(Stored data entries)
━━━

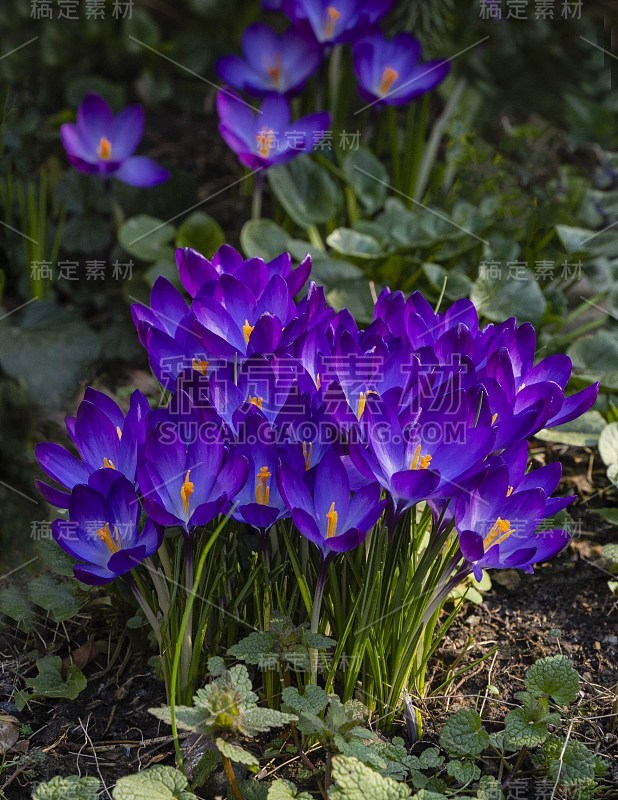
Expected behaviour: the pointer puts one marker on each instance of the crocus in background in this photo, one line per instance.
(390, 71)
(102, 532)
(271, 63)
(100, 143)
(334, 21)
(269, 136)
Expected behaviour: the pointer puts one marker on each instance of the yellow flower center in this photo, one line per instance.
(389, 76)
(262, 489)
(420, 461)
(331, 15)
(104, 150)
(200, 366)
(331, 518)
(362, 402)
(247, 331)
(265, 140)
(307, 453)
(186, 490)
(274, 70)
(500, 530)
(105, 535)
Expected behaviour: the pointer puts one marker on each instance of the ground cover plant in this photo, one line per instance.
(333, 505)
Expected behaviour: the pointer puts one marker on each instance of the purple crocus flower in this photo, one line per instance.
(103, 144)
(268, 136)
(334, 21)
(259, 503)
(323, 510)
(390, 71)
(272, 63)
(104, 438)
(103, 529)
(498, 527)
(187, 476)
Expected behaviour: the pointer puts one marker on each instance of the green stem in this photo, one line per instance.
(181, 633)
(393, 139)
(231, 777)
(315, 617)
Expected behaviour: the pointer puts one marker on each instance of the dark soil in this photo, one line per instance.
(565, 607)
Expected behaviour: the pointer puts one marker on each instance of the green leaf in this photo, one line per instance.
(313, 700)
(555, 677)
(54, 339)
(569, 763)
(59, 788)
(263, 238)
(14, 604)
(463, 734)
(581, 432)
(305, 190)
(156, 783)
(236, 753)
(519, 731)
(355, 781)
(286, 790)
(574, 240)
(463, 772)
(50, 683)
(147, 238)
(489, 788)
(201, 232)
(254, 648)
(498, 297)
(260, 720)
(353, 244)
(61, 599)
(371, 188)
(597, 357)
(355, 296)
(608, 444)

━━━

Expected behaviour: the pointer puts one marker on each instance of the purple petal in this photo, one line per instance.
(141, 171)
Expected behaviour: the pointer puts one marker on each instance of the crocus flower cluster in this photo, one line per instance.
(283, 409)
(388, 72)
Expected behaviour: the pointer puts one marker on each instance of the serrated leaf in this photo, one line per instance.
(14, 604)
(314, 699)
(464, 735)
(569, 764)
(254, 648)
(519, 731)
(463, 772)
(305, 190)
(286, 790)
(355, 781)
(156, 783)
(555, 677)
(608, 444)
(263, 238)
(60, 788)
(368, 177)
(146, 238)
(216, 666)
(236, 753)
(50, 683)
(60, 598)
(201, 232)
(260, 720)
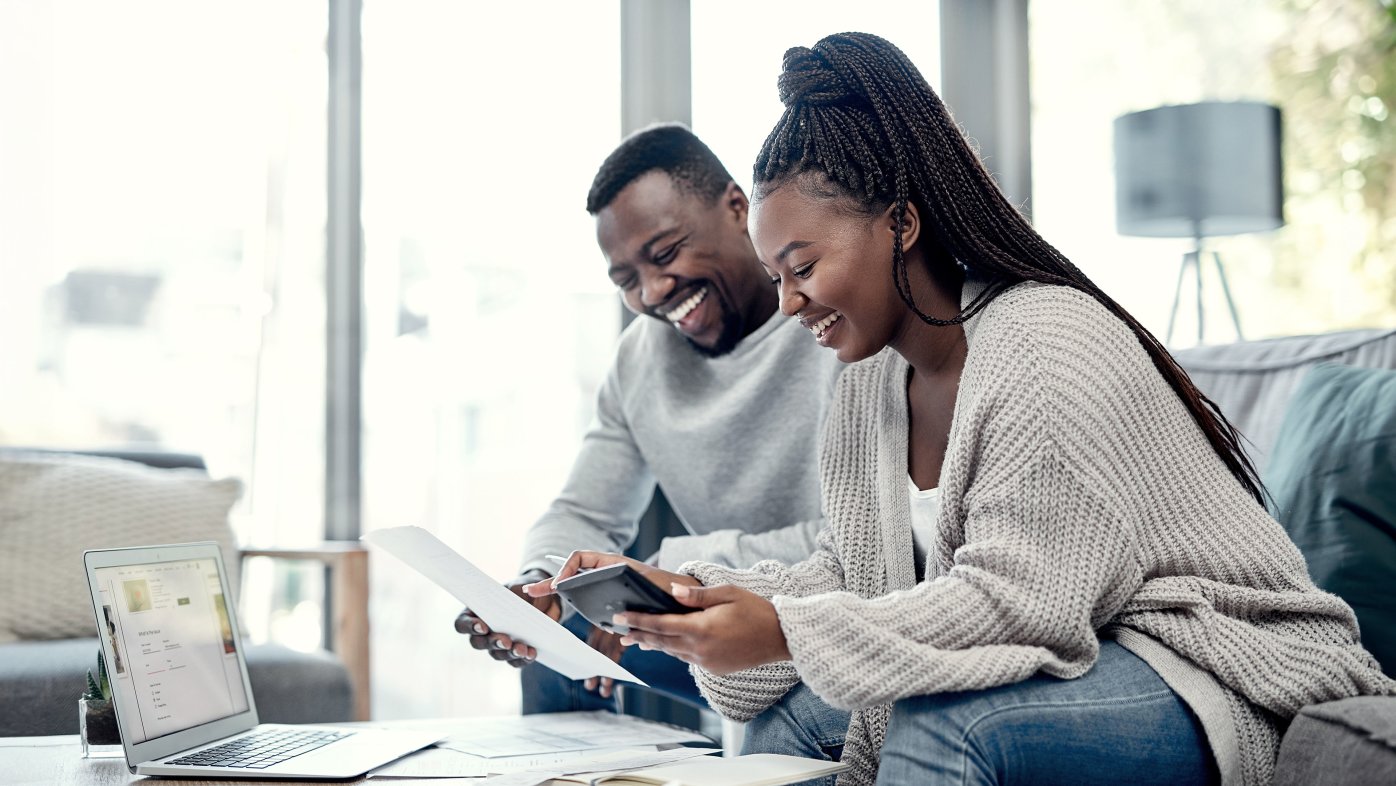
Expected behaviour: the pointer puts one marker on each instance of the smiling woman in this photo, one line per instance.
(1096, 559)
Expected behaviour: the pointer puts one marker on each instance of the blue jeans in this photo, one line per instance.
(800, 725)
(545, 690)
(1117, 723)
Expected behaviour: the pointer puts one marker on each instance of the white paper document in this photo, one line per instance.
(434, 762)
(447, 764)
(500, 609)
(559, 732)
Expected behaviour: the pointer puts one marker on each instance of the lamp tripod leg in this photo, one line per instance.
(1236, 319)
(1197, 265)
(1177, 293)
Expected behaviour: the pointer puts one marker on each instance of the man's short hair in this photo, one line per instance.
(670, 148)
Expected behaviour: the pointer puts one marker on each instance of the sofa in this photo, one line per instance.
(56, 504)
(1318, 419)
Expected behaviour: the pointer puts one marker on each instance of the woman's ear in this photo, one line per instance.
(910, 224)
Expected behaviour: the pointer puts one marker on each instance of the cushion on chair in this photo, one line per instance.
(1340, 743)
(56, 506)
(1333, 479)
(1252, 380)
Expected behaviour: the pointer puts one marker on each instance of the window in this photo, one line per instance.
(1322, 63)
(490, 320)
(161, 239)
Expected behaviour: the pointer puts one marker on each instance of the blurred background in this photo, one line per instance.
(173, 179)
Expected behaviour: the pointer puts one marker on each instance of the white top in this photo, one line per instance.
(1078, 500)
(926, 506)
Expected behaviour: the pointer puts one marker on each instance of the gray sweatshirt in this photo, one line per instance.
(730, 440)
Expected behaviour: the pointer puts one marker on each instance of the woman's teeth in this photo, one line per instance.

━━━

■ **Exercise objective**:
Only one stretch of the data above is needed. Restate it word for word, from the line containing "top in this photo, one line per instance." through the line containing "teeth in this photo, one line per instance.", both ends included.

■ **Reply**:
Expected behaviour: the pointer puts one marker on each instance of the white top in this photo, one line per instance.
(1078, 500)
(926, 506)
Expected behaviour: the pointer puts one marker on each instance of the gray sweatshirt in this photo, one line per instance.
(730, 440)
Expected behaviour: the pointer puts one marker on each instance of the woman's teeth in this photo, one line per instance.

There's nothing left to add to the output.